## [WORK TO BE COMPLETED]
Put each line of the material below into a Markdown table with the columns "Row" and "Line," numbering the rows in order and skipping any blank lines.

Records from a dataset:
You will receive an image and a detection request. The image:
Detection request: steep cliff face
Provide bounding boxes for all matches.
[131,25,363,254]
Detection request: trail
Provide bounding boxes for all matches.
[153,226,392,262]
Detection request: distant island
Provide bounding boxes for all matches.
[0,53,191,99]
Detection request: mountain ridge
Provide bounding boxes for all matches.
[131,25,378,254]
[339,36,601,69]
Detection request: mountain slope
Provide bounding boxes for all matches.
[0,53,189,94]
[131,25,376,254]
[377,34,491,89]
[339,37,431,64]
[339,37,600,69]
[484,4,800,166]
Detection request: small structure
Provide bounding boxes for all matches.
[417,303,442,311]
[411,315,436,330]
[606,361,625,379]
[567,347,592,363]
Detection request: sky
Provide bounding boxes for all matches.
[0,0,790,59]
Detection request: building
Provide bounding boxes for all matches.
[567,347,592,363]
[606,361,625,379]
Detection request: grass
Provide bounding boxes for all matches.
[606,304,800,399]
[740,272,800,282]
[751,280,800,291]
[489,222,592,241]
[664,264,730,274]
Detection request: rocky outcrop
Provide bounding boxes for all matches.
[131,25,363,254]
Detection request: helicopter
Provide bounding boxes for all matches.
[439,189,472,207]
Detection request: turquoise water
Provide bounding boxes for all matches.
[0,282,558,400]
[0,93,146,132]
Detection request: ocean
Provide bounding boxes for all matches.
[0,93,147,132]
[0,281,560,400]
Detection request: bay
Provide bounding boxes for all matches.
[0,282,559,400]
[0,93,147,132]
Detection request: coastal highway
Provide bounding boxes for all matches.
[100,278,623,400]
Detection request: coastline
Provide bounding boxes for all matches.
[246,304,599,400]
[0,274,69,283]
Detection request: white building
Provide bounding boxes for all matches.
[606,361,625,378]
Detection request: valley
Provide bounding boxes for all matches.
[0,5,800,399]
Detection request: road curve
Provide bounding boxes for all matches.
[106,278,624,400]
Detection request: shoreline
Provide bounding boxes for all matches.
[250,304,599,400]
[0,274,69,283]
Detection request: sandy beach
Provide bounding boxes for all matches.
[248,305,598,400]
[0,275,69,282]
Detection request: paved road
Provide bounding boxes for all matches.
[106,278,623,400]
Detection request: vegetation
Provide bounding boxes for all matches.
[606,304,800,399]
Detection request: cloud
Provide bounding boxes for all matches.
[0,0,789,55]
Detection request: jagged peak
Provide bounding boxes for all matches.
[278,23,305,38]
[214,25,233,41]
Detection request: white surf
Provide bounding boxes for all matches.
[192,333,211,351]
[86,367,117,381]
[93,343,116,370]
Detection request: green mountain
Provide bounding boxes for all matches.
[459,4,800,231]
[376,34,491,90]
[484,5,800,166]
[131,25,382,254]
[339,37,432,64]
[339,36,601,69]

## [ANSWER TO THE PROBLEM]
| Row | Line |
|---|---|
| 1 | You will receive an image and a detection request. The image: |
| 2 | Detection request: steep cliff face |
| 3 | Provide bounding boxes for all matches. |
| 4 | [131,25,363,254] |
| 5 | Detection request: trail |
| 6 | Provide bounding boxes for all matches. |
| 7 | [153,226,392,262] |
| 8 | Detection request: distant island |
| 9 | Provide bounding boxes for all matches. |
| 10 | [0,53,191,99] |
| 11 | Detection request: mountain ridge |
| 12 | Provide bounding boxes for all matches. |
| 13 | [131,25,378,254] |
| 14 | [339,36,601,69] |
| 15 | Detection request: mountain slope |
| 16 | Provide bounding boxes for all matches. |
| 17 | [0,53,189,94] |
| 18 | [131,25,376,254] |
| 19 | [377,34,491,89] |
| 20 | [339,37,431,64] |
| 21 | [339,37,600,69] |
| 22 | [484,4,800,166] |
| 23 | Detection request: small structure |
| 24 | Provide bounding boxes for all matches. |
| 25 | [417,303,442,311] |
| 26 | [411,315,436,330] |
| 27 | [606,361,625,379] |
| 28 | [567,347,592,363] |
| 29 | Detection request: sky |
| 30 | Provide bounding boxes for all matches. |
| 31 | [0,0,790,59] |
| 32 | Detection request: building |
| 33 | Provide bounding boxes for all matches. |
| 34 | [567,347,592,363] |
| 35 | [606,361,625,379] |
| 36 | Detection request: grass |
| 37 | Provide bounding boxes for all matches. |
| 38 | [606,304,800,399] |
| 39 | [740,272,800,282] |
| 40 | [751,280,800,291] |
| 41 | [489,222,592,241] |
| 42 | [664,264,730,274] |
| 43 | Detection request: rocky outcrop |
| 44 | Provide bounding boxes for all matches. |
| 45 | [131,25,363,254] |
| 46 | Detection request: helicopter |
| 47 | Provide bounding boxes for all matches. |
| 48 | [439,189,472,207] |
| 49 | Detection request: turquoise water |
| 50 | Provide bounding boxes for all matches. |
| 51 | [0,282,558,400] |
| 52 | [0,93,146,132] |
| 53 | Detection request: ocean |
| 54 | Provide bounding boxes for all matches. |
| 55 | [0,93,147,132] |
| 56 | [0,281,560,400] |
| 57 | Detection request: bay |
| 58 | Provide bounding boxes for all matches. |
| 59 | [0,282,559,400] |
| 60 | [0,93,147,132] |
| 61 | Detection request: coastal highway |
| 62 | Provide bounding boxes for all matches. |
| 63 | [100,278,623,400] |
| 64 | Detection request: coastline |
| 65 | Provide bounding boxes for all matches. |
| 66 | [246,304,599,400] |
| 67 | [0,274,69,283] |
| 68 | Detection request: white building |
| 69 | Provide bounding boxes for all matches. |
| 70 | [606,361,625,378] |
| 71 | Detection request: valley |
| 72 | Provide bounding boxes for all matches. |
| 73 | [0,5,800,399] |
| 74 | Detection request: road curve |
| 75 | Provide bounding boxes for all matches. |
| 76 | [106,278,624,400] |
| 77 | Detection request: shoreline |
| 78 | Provide bounding boxes for all matches. |
| 79 | [250,304,599,400] |
| 80 | [0,274,69,283] |
| 81 | Detection request: sandy beach |
| 82 | Provide bounding boxes for all matches. |
| 83 | [248,305,598,400] |
| 84 | [0,275,69,282] |
| 85 | Detection request: paved road |
| 86 | Provide bounding boxes for all matches. |
| 87 | [106,278,623,400] |
| 88 | Detection request: vegetation |
| 89 | Provide bounding boxes for all matches. |
| 90 | [606,304,800,399] |
| 91 | Detection request: cloud |
| 92 | Provide bounding boxes for all matches. |
| 93 | [0,0,789,55] |
| 94 | Detection request: jagged peak |
| 95 | Provide bounding boxes for all matches. |
| 96 | [278,23,305,38] |
| 97 | [214,25,233,41] |
| 98 | Detection request: white surf |
| 99 | Provide bounding boxes for all matches. |
| 100 | [192,333,211,351] |
| 101 | [86,367,117,381] |
| 102 | [93,343,116,370] |
| 103 | Detection request: green mountain |
| 104 | Provide bounding boxes for all matches. |
| 105 | [459,4,800,231] |
| 106 | [376,34,491,90] |
| 107 | [484,5,800,166] |
| 108 | [131,25,382,254] |
| 109 | [339,37,432,64] |
| 110 | [339,36,601,69] |